Nothing is to be left out: repeat every entry exactly as given.

----------

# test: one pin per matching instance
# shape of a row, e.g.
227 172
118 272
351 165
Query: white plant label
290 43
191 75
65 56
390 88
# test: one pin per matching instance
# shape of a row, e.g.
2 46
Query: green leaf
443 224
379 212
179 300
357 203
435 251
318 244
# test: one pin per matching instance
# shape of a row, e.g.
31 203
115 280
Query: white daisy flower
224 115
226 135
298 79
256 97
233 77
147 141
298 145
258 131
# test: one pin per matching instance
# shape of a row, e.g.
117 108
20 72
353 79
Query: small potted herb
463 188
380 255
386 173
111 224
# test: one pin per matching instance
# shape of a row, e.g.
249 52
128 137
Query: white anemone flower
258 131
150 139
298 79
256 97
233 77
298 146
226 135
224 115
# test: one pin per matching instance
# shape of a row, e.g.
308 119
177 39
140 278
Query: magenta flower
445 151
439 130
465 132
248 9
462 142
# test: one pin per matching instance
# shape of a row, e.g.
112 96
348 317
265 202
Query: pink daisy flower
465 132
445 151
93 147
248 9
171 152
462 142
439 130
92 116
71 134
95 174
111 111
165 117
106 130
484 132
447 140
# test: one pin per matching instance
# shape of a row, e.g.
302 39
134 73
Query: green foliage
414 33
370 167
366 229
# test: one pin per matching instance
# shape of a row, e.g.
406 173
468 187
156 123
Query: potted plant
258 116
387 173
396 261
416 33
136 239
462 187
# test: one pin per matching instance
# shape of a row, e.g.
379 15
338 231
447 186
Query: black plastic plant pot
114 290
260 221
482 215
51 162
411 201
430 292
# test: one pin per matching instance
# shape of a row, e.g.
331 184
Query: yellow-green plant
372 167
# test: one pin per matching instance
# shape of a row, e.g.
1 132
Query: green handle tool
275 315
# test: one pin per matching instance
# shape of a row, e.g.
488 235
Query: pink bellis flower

----------

__Result__:
# test: one pin per matching instance
# shape of a row, e.g.
227 172
118 272
351 165
Query: white plant label
290 43
191 75
65 56
390 88
# test: one pin per matching instance
# shape of a row, e.g.
2 46
Query: green leaf
443 224
379 212
179 300
357 203
435 251
318 244
# test: one pin per matching instance
# shape of a row, e.g.
31 203
115 280
Query: white daisy flower
224 115
226 135
298 79
256 97
233 77
147 141
298 145
258 131
# test: one pin per matching instance
# shape of a row, e.g.
117 108
20 72
353 79
Query: small potted herb
463 188
380 255
386 173
111 224
# test: one pin per matching instance
# shape of a row, e.g.
249 52
128 137
Query: white anemone flower
258 131
150 139
298 79
256 97
233 77
298 146
226 135
224 115
# test: one pin per matching instance
# shape of a row, e.g.
308 119
177 39
140 278
Query: magenta flower
445 151
439 130
465 132
248 9
462 142
# test: one pin per matching instance
# shape of a row, e.g.
112 96
348 317
265 202
Query: pink daisy flower
465 132
445 151
93 147
248 9
171 152
462 142
439 130
92 116
71 134
95 174
111 111
165 117
106 130
484 132
447 140
# test: one pin per matching instance
# shape of a row, e.g.
302 39
134 73
Query: green foliage
414 33
370 167
366 229
# test: one pin per matching instance
# shape of a row, e.g.
406 173
468 187
156 123
Query: potted plant
258 116
387 173
396 261
416 33
136 239
462 187
# test: one pin per matching instance
# shape of a row, e.g.
379 15
338 231
447 186
Query: black plastic plant pot
114 290
260 221
482 215
51 162
411 201
430 292
# test: one pin per matching instance
# shape of a row, e.g.
331 184
Query: yellow-green plant
372 167
# test: one pin per matching instance
# shape of a row, e.g.
1 132
Query: green handle tool
275 315
# test: one pin per matching instance
# shape of a row, e.g.
488 235
Query: pink bellis flower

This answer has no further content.